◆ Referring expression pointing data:
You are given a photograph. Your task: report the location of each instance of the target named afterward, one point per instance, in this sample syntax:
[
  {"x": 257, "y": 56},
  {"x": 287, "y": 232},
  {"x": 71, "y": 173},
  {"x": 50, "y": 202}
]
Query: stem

◆ The problem: Please restate every record above word for word.

◆ Response:
You are given a photograph. Your task: report the location of each instance of the target named afterward, one point per instance, in this sample syntax:
[
  {"x": 257, "y": 56},
  {"x": 287, "y": 232},
  {"x": 71, "y": 173},
  {"x": 50, "y": 202}
]
Query: stem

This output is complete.